Fragmento mostrado =>
++++++++++

En el reconocido y generalmente apreciado relato para niños de Joaquín Gutiérrez, Cocorí es “el Negrito”; su mamá, Drusila, “la Negra”; un amigo adulto solo es conocido como “el Negro Cantor”, y cuando el protagonista sube a un barco que acaba de anclar frente a la costa limonense, la bella niña blanca que lo ve por primera vez solo acata a decir esta frase: “¡Mamá, mira un monito!”. Tras reconocer que se trata de un niño, cree que está tiznado, se sorprende porque no le sale el hollín “y los ojos celestes reflejaban desconcierto”, escribió el autor.
Quien solo repare en este tipo de rasgos durante las 94 páginas de Cocorí y se abstraiga del contexto histórico y social en que fue escrita la obra, podrá concluir, con razón, que contiene atisbos racistas, como muchas otras de la literatura. Sin embargo, aquellos que se adentren en su trama, el desarrollo e interacción de los protagonistas, su contacto con la naturaleza y su progresiva liberación de estereotipos o prejuicios, tendrán abundantes razones para llegar a otra conclusión: se trata de una narración llena de fantasía y lirismo, que exuda valor humano y da vida a personajes capaces de evolucionar y enriquecerse a partir de sus diferencias.
Al concatenar narrativamente los elementos mencionados, el autor ofrece pistas y estímulos para reflexionar sobre la volatilidad de la vida, el valor de la imaginación y la fuerza de la voluntad. Si a esto añadimos que Cocorí se publicó en 1947, cuando la sensibilidad ante lo distinto era otra, los arquetipos étnicos abundantes y la injustificada marginación de los afrodescendientes casi total, será posible entender mejor sus expresiones raciales irritantes u ofensivas.

++++++++++

(Entradas guardadas)
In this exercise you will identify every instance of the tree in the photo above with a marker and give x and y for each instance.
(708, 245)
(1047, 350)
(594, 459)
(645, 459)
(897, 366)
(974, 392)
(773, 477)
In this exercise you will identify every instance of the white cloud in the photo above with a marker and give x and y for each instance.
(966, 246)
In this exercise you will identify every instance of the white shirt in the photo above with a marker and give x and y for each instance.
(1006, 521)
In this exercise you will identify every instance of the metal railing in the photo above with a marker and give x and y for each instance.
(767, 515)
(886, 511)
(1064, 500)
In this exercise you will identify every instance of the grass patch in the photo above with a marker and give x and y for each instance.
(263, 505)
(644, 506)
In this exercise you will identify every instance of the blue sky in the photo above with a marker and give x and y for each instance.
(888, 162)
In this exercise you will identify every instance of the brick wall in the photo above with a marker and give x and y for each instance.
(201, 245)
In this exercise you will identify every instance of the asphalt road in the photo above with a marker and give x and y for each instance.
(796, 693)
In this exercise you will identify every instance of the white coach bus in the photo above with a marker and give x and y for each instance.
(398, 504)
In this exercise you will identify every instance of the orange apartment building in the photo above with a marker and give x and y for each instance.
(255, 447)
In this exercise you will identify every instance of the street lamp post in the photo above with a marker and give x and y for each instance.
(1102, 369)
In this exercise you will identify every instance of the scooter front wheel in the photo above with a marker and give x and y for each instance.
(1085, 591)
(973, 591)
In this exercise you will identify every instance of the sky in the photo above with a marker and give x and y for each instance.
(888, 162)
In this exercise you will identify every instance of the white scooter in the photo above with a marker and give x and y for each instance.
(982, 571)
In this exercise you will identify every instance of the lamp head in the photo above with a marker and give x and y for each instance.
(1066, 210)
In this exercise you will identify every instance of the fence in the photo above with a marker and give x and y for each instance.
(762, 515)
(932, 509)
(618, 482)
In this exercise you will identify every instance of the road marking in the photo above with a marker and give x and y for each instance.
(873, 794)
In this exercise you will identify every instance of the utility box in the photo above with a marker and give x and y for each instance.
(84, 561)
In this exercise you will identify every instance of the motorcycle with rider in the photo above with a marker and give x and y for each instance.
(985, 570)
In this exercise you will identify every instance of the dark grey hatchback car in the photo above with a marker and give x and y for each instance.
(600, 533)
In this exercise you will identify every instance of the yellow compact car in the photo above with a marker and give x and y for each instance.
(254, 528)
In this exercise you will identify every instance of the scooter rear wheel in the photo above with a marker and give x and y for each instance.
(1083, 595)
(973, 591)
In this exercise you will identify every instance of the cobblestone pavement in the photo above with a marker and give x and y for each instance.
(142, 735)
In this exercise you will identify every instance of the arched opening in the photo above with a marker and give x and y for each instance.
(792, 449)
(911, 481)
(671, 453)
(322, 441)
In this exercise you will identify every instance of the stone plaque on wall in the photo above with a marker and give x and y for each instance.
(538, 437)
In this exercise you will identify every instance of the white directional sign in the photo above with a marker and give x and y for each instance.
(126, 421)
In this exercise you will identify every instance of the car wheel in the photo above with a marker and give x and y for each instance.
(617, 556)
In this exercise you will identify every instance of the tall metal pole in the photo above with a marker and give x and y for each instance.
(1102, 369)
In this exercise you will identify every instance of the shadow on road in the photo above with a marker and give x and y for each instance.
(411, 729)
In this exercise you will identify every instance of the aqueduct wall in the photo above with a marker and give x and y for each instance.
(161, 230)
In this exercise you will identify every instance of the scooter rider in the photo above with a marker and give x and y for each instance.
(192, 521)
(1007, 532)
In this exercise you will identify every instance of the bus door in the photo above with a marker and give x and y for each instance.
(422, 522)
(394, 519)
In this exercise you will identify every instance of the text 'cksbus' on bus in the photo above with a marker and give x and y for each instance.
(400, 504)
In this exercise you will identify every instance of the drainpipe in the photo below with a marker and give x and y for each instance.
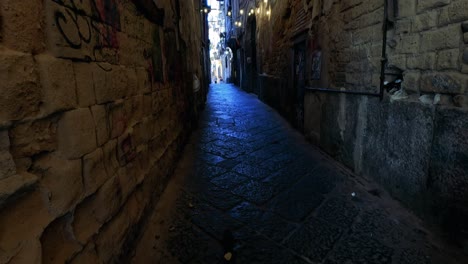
(384, 51)
(383, 65)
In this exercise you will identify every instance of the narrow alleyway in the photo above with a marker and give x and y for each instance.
(250, 185)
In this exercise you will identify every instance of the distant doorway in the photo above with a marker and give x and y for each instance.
(252, 57)
(299, 84)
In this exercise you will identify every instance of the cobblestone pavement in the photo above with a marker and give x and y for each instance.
(252, 186)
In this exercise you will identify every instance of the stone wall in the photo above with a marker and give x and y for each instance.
(96, 103)
(414, 142)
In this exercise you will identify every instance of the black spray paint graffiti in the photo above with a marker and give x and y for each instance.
(97, 29)
(149, 9)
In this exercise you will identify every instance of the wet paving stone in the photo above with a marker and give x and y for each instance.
(246, 212)
(414, 256)
(259, 250)
(278, 199)
(208, 171)
(339, 211)
(255, 192)
(314, 240)
(229, 180)
(219, 198)
(251, 171)
(360, 249)
(213, 221)
(296, 203)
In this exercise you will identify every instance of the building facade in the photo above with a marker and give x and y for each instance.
(381, 86)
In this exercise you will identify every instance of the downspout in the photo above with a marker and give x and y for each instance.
(383, 65)
(384, 59)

++++++++++

Usando la información =>
**1.** Contesta con los datos del texto sobre Cocorí:
(a) ¿Cómo se llama la mamá de Cocorí?
(b) ¿Cuántas páginas tiene Cocorí?
(c) ¿En qué año se publicó Cocorí?
**2.** Por favor, extrae del texto sobre Cocorí el fragmento que comienza con "En el reconocido" y continúa hasta "escribió el autor.".

Respuestas por tarea =>
**1.**
(a) Drusila.
(b) 94 páginas.
(c) En 1947.

**2.**
En el reconocido y generalmente apreciado relato para niños de Joaquín Gutiérrez, Cocorí es “el Negrito”; su mamá, Drusila, “la Negra”; un amigo adulto solo es conocido como “el Negro Cantor”, y cuando el protagonista sube a un barco que acaba de anclar frente a la costa limonense, la bella niña blanca que lo ve por primera vez solo acata a decir esta frase: “¡Mamá, mira un monito!”. Tras reconocer que se trata de un niño, cree que está tiznado, se sorprende porque no le sale el hollín “y los ojos celestes reflejaban desconcierto”, escribió el autor.